Items from a dataset:
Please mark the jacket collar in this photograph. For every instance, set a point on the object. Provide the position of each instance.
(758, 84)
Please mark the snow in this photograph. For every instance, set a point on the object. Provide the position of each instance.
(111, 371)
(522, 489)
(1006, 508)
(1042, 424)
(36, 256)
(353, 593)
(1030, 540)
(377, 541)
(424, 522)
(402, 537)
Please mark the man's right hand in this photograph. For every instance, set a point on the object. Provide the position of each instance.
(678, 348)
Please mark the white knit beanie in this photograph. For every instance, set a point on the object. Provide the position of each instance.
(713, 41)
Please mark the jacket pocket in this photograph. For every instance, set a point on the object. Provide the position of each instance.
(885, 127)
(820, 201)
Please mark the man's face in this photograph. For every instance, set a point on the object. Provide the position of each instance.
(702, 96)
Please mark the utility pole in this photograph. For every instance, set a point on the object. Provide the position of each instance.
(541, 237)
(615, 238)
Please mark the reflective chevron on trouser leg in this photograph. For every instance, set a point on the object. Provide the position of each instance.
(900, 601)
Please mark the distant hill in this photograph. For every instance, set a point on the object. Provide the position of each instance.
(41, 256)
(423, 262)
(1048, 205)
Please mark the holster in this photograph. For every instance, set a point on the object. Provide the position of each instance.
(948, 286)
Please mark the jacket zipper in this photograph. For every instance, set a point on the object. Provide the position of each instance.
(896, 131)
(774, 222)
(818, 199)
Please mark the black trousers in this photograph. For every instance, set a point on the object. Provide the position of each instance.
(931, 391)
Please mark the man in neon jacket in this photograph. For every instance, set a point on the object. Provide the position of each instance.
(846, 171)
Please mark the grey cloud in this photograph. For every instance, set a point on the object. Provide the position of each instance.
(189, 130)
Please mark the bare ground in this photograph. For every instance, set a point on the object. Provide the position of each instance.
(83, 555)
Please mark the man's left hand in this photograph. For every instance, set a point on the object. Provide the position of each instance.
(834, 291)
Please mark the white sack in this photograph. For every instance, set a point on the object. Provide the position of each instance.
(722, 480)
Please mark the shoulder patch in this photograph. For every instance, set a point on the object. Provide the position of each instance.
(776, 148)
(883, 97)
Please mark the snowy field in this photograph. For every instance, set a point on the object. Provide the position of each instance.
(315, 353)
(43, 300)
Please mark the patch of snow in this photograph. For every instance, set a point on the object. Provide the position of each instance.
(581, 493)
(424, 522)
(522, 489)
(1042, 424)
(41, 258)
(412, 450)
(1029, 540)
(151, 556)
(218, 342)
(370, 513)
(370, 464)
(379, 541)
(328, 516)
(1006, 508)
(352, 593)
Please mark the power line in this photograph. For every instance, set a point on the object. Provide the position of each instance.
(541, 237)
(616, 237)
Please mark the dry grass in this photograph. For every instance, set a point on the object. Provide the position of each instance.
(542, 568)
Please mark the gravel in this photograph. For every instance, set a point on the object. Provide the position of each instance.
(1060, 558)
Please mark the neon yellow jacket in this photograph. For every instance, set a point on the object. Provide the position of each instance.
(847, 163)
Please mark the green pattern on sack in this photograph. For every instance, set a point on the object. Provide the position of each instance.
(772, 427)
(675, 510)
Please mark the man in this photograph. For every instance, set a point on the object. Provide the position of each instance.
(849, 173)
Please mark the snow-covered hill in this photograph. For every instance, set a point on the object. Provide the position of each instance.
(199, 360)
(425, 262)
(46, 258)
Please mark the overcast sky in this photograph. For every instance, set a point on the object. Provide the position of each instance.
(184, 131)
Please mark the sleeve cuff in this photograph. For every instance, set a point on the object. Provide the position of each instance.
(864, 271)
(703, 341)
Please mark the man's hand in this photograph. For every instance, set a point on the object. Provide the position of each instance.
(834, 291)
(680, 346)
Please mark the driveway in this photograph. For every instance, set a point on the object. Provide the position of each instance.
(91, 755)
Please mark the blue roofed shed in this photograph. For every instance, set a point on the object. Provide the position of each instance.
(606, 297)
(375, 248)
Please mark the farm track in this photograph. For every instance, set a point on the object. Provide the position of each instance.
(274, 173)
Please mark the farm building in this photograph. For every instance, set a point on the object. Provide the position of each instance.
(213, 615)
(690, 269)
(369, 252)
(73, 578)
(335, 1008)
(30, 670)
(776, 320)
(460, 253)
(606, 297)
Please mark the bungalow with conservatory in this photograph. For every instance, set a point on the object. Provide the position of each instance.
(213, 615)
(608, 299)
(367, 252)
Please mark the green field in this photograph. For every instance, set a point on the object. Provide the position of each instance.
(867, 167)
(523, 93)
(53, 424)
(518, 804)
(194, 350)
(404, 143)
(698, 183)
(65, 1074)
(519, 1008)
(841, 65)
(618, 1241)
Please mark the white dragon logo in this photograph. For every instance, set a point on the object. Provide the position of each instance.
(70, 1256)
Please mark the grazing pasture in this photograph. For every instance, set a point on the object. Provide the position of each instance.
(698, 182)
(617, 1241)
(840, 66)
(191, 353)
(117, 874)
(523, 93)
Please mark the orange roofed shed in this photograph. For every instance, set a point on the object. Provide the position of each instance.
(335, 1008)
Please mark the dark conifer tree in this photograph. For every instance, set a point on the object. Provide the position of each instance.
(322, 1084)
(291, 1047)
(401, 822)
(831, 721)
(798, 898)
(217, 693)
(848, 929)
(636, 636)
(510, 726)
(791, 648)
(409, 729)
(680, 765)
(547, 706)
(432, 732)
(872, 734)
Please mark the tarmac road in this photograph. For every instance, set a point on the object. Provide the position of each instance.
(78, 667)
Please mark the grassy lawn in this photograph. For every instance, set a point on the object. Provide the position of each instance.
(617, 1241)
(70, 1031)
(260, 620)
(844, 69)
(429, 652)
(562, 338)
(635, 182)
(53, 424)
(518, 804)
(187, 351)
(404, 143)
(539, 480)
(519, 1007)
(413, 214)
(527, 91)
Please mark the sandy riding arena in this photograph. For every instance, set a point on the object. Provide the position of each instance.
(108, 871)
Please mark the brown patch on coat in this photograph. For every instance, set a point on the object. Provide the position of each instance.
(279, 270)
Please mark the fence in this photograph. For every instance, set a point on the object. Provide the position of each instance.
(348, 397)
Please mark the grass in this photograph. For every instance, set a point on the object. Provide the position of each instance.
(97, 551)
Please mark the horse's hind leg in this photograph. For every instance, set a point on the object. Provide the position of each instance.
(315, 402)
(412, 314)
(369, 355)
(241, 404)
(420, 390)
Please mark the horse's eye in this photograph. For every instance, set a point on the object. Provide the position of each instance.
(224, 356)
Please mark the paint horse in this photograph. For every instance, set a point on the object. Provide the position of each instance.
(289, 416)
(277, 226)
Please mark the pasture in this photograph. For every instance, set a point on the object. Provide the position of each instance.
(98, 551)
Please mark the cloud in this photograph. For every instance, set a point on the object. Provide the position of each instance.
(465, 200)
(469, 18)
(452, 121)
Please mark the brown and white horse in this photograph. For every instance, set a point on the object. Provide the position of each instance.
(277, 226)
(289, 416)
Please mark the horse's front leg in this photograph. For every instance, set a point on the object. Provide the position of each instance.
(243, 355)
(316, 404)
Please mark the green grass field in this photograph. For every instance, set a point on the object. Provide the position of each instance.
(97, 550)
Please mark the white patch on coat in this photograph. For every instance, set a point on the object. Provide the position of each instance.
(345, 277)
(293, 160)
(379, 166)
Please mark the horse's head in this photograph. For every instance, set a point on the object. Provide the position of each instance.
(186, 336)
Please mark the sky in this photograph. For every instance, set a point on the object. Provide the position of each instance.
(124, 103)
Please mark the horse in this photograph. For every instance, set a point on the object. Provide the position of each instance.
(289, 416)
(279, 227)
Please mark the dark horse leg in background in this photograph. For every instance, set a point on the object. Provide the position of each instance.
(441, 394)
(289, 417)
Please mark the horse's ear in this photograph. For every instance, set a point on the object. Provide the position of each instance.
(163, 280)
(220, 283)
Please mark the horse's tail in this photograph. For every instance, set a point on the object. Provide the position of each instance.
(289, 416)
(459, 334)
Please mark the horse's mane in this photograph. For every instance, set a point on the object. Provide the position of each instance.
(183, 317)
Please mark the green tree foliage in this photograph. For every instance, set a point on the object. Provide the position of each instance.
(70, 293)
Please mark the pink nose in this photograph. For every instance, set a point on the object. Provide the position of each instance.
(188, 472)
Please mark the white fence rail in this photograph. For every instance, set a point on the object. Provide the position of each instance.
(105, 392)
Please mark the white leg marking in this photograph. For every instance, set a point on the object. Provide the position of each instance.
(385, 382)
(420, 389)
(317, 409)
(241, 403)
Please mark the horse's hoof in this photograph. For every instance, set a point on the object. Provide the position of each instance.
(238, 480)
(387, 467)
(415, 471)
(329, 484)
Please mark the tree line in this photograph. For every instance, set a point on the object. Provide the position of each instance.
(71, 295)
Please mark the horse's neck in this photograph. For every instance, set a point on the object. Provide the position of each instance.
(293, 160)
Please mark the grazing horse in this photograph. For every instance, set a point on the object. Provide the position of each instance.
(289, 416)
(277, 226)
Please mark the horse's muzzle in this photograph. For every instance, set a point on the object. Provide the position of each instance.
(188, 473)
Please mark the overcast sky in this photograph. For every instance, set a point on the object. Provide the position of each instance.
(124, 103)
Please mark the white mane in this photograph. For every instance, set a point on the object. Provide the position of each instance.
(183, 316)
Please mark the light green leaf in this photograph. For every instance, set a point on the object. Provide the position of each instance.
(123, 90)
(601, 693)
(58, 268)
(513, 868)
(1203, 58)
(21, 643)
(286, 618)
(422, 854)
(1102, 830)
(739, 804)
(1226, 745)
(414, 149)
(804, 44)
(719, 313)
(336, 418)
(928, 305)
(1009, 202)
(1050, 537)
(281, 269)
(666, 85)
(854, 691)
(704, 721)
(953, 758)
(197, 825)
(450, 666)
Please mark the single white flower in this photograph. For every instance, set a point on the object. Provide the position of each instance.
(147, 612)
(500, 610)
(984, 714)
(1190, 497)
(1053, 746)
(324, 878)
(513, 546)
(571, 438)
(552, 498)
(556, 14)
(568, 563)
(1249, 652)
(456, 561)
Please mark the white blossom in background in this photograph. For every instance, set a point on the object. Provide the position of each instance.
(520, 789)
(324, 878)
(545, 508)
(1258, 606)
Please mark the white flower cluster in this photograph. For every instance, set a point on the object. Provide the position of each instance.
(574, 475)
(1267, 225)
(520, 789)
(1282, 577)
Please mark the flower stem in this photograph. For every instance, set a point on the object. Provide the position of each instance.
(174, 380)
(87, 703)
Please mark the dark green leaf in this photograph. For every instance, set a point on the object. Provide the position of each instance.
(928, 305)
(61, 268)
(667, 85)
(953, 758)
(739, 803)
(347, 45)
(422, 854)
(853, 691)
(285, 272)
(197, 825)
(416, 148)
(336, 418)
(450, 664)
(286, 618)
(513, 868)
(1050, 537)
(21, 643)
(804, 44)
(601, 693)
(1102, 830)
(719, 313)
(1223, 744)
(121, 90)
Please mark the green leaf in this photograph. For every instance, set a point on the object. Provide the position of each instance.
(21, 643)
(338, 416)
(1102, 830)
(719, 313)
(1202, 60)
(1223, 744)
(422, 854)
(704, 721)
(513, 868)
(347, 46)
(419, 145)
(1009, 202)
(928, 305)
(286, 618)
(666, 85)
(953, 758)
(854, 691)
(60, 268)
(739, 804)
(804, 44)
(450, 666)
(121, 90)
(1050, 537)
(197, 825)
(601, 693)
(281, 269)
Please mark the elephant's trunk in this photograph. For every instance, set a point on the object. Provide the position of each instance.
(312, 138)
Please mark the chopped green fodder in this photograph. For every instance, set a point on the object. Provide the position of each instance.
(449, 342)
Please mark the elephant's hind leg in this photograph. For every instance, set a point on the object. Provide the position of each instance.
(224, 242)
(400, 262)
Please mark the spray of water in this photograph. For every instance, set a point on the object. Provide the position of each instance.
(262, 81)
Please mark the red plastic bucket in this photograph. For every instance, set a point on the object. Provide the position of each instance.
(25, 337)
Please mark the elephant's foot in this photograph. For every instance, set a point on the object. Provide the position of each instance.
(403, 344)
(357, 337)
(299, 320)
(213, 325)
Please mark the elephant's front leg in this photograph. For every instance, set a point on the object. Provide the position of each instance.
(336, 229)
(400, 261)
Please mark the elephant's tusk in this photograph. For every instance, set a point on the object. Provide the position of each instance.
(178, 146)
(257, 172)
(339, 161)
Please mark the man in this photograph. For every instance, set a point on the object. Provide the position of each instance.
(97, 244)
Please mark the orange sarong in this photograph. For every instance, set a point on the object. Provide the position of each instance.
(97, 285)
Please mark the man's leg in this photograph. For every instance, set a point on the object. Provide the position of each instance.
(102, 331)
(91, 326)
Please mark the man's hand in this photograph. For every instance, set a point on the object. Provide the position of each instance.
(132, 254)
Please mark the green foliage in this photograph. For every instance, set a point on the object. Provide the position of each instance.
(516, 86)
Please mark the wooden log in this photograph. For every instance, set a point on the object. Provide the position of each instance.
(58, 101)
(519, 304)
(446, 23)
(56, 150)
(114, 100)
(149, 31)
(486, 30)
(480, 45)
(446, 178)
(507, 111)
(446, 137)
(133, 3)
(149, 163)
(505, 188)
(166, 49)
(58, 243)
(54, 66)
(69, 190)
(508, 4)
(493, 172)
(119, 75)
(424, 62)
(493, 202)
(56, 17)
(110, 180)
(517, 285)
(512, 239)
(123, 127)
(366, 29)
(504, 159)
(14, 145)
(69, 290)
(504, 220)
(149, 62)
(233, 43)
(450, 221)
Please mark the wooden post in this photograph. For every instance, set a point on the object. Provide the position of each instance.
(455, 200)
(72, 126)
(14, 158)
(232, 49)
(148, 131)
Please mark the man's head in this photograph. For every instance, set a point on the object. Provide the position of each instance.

PROBLEM: All that is needed is the line containing "Please mark the wooden post" and each line after it to the end of the data above, set down exactly.

OUTPUT FOR THIS TASK:
Please mark the wooden post in this photograph. For every instance, set a point on the object. Provide the position of each instance.
(455, 200)
(72, 126)
(14, 158)
(232, 49)
(148, 131)
Please mark the man's head in this photograph. For every instance, set a point on the object. Provide the position of each instance.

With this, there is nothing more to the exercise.